[Available data Boundary: Start]

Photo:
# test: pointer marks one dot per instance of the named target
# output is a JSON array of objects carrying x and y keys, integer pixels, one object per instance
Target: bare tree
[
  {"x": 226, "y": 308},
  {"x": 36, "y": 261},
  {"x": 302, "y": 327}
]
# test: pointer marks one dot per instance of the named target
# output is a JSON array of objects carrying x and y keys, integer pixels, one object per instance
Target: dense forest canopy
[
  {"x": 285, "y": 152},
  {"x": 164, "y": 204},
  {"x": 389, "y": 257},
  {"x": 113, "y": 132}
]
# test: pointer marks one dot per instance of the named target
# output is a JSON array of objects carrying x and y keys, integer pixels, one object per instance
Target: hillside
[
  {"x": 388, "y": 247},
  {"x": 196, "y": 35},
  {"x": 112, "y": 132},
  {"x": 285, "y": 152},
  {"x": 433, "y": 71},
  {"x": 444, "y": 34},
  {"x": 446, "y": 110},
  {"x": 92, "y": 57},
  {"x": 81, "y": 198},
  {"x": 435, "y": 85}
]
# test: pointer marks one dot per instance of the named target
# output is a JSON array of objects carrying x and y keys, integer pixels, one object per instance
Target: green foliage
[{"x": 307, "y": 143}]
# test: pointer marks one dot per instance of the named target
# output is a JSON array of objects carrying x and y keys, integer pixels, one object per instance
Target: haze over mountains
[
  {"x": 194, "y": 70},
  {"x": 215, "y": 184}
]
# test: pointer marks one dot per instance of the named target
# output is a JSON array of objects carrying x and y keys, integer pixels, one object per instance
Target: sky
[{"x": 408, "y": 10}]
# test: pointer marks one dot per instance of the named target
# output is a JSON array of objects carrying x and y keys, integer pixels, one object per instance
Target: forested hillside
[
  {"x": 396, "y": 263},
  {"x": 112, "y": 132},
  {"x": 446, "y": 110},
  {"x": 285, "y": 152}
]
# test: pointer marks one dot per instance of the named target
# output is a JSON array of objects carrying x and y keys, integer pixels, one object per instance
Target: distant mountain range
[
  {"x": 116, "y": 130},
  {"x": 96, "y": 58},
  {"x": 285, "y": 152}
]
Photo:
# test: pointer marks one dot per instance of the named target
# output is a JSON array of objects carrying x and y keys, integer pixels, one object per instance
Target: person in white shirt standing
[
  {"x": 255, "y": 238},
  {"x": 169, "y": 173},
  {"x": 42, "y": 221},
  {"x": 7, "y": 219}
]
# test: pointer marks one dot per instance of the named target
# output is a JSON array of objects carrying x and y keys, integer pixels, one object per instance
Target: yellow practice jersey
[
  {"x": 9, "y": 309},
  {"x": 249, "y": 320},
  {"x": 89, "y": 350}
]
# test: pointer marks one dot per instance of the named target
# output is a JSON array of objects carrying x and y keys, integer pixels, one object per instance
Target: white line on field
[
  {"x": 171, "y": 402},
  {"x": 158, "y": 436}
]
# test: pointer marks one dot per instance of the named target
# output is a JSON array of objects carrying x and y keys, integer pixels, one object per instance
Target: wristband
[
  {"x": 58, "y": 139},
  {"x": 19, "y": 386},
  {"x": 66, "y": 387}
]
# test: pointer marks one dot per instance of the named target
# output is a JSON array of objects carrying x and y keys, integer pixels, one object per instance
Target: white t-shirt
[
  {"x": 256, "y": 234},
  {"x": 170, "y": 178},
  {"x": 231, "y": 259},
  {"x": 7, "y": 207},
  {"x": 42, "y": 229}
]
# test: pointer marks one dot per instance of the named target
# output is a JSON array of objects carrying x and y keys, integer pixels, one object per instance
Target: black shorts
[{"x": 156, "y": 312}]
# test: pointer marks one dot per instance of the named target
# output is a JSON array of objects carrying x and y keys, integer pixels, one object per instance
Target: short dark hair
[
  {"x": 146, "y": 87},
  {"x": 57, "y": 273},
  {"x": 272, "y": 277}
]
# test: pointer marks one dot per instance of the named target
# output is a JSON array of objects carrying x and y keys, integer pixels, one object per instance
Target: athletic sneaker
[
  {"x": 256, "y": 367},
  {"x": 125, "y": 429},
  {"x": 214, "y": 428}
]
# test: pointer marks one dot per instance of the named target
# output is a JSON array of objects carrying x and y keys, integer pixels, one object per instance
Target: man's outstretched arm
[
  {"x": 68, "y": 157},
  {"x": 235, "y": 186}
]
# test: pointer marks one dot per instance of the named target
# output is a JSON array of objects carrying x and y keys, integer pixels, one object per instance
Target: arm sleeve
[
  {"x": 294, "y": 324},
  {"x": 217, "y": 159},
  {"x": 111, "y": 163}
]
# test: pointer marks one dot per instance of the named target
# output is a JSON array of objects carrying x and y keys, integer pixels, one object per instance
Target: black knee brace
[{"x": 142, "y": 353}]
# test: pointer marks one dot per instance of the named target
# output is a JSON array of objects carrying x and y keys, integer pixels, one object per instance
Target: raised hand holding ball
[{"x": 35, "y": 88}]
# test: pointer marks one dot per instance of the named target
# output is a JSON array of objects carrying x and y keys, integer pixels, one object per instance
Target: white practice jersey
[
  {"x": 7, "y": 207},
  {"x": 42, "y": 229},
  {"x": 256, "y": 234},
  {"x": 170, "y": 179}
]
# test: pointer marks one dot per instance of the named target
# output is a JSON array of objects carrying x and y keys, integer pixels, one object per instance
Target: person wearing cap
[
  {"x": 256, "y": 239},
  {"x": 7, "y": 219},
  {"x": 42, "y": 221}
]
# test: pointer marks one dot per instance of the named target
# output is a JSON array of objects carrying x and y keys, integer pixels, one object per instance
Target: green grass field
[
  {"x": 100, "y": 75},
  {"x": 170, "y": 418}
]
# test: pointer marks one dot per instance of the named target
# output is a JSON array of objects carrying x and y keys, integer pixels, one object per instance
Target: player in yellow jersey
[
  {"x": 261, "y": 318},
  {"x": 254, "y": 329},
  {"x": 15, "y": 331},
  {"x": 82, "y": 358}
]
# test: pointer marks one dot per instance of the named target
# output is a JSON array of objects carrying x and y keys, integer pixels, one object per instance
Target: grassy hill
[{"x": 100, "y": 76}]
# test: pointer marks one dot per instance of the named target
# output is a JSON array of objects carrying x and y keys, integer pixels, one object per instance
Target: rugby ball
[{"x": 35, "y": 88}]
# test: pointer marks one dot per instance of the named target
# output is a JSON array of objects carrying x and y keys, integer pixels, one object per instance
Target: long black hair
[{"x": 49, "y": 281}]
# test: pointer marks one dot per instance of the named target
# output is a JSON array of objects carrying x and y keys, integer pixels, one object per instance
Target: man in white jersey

[Available data Boundary: End]

How to complete this task
I need each of the entries above printed again exactly.

Exercise answer
Photo:
# test: pointer marks one dot per instance of the named target
# output is a JSON array of objects carrying x and y keys, integer pixels, one object per instance
Target: bare tree
[
  {"x": 226, "y": 308},
  {"x": 36, "y": 261},
  {"x": 302, "y": 327}
]
# test: pointer marks one dot per instance of the named target
# output is a JSON array of objects carrying x and y keys, integer pixels, one object per instance
Target: dense forest canopy
[
  {"x": 285, "y": 152},
  {"x": 164, "y": 204},
  {"x": 389, "y": 257},
  {"x": 113, "y": 132}
]
# test: pointer marks one dot per instance of the named target
# output is a JSON array of objects carrying x and y keys, integer pixels, one object per instance
Target: hillside
[
  {"x": 388, "y": 247},
  {"x": 196, "y": 35},
  {"x": 112, "y": 132},
  {"x": 285, "y": 152},
  {"x": 433, "y": 71},
  {"x": 444, "y": 34},
  {"x": 446, "y": 110},
  {"x": 92, "y": 57},
  {"x": 81, "y": 198},
  {"x": 435, "y": 85}
]
# test: pointer marks one dot per instance of the named target
# output is a JSON array of objects carrying x and y keys, integer pixels, one object per instance
Target: green foliage
[{"x": 307, "y": 143}]
# test: pointer marks one dot per instance of the named target
# output is a JSON array of objects carrying x and y keys, integer pixels, one object per instance
Target: haze over mountains
[
  {"x": 194, "y": 70},
  {"x": 215, "y": 184}
]
# test: pointer marks one dot per instance of the named target
# output is a JSON array of objects carrying x and y keys, integer pixels, one object per instance
Target: sky
[{"x": 408, "y": 10}]
# test: pointer marks one dot per instance of the named target
# output is a JSON array of objects carrying x and y keys, integer pixels, one object per instance
Target: forested hillside
[
  {"x": 396, "y": 263},
  {"x": 112, "y": 132},
  {"x": 446, "y": 110},
  {"x": 285, "y": 152}
]
# test: pointer marks one dot per instance of the named target
# output is a JSON array of objects carrying x and y keys, integer pixels, one object per instance
Target: distant mountain range
[
  {"x": 116, "y": 130},
  {"x": 96, "y": 58},
  {"x": 285, "y": 152}
]
Photo:
# test: pointer marks one dot per instance of the named target
# output is a JSON array of objects carrying x and y keys, integer pixels, one object per instance
Target: person in white shirt standing
[
  {"x": 255, "y": 238},
  {"x": 169, "y": 173},
  {"x": 42, "y": 221},
  {"x": 7, "y": 219}
]
# test: pointer marks one dot per instance of the named target
# output is a JSON array of objects carrying x and y keys, integer pixels, one object per instance
Target: yellow practice jersey
[
  {"x": 9, "y": 309},
  {"x": 249, "y": 320},
  {"x": 89, "y": 350}
]
# test: pointer marks one dot per instance of the named target
# output is a JSON array of objects carrying x and y keys, integer pixels, one object per instance
Target: white line on field
[
  {"x": 171, "y": 402},
  {"x": 158, "y": 436}
]
# test: pointer marks one dot per instance of the named target
# output is a JSON array of objects carrying x and y keys, integer pixels, one object per instance
Target: wristband
[
  {"x": 58, "y": 139},
  {"x": 19, "y": 386},
  {"x": 66, "y": 387}
]
# test: pointer marks one dot per instance of the named target
# output is a JSON array of objects carrying x and y keys, integer pixels, one object per instance
Target: white t-shirt
[
  {"x": 256, "y": 234},
  {"x": 170, "y": 178},
  {"x": 231, "y": 259},
  {"x": 7, "y": 207},
  {"x": 42, "y": 229}
]
# test: pointer marks one dot per instance of the named target
# output is a JSON array of objects carrying x and y keys, integer pixels, one object per instance
Target: black shorts
[{"x": 156, "y": 312}]
# test: pointer marks one dot per instance of the named target
# output is a JSON array of objects carrying x and y keys, integer pixels, one object per instance
Target: short dark hair
[
  {"x": 146, "y": 87},
  {"x": 57, "y": 273},
  {"x": 272, "y": 277}
]
# test: pointer marks one dot per instance of the named target
# output is a JSON array of objects carrying x and y keys, integer pixels, one object per instance
Target: athletic sneaker
[
  {"x": 256, "y": 367},
  {"x": 125, "y": 429},
  {"x": 214, "y": 428}
]
# test: pointer marks one dot per instance of the named target
# output is a JSON array of objects carrying x and y keys, integer pixels, one object per instance
Target: man's outstretched arm
[
  {"x": 68, "y": 157},
  {"x": 235, "y": 186}
]
# test: pointer marks one dot per instance of the named target
# output is a JSON array of objects carrying x and y keys, integer pixels, one object per instance
Target: arm sleeve
[
  {"x": 294, "y": 324},
  {"x": 217, "y": 159},
  {"x": 111, "y": 163}
]
# test: pointer marks one dot per instance of the named target
# output is a JSON array of objects carrying x and y keys, integer pixels, one object per instance
Target: black knee brace
[{"x": 142, "y": 353}]
# test: pointer marks one dot per instance of the named target
# output is a JSON array of objects carrying x and y keys, integer pixels, one object per instance
Target: raised hand holding ball
[{"x": 35, "y": 88}]
# test: pointer marks one dot per instance of the named target
# output is a JSON array of objects carrying x and y keys, integer pixels, one object per instance
Target: white practice jersey
[
  {"x": 7, "y": 207},
  {"x": 42, "y": 229},
  {"x": 256, "y": 234},
  {"x": 170, "y": 179}
]
# test: pointer marks one dot per instance of the named target
# output is a JSON array of objects carrying x and y keys, integer pixels, one object per instance
Target: person wearing cap
[
  {"x": 256, "y": 239},
  {"x": 7, "y": 219},
  {"x": 42, "y": 221}
]
# test: pointer marks one dot per instance of the named target
# output is a JSON array of objects carrying x and y keys, integer pixels, one object per instance
Target: green grass field
[
  {"x": 100, "y": 75},
  {"x": 170, "y": 418}
]
# test: pointer marks one dot per instance of the named target
# output is a JSON array of objects carrying x and y keys, integer pixels, one object per instance
Target: player in yellow jersey
[
  {"x": 261, "y": 318},
  {"x": 254, "y": 329},
  {"x": 15, "y": 331},
  {"x": 82, "y": 358}
]
# test: pointer marks one dot per instance of the named target
# output is a JSON array of objects carrying x and y keys, integer pixels, one object per instance
Target: grassy hill
[{"x": 100, "y": 76}]
# test: pointer marks one dot per instance of the named target
# output is a JSON array of objects carrying x and y keys, integer pixels, one object per instance
Target: rugby ball
[{"x": 35, "y": 88}]
# test: pointer marks one dot per instance of the named target
# output is a JSON array of objects carrying x and y keys, integer pixels, one object per instance
Target: long black hair
[{"x": 49, "y": 281}]
# test: pointer marks one dot per instance of the named target
# output is a JSON array of objects carrying x and y keys, integer pixels, one object per instance
Target: man in white jersey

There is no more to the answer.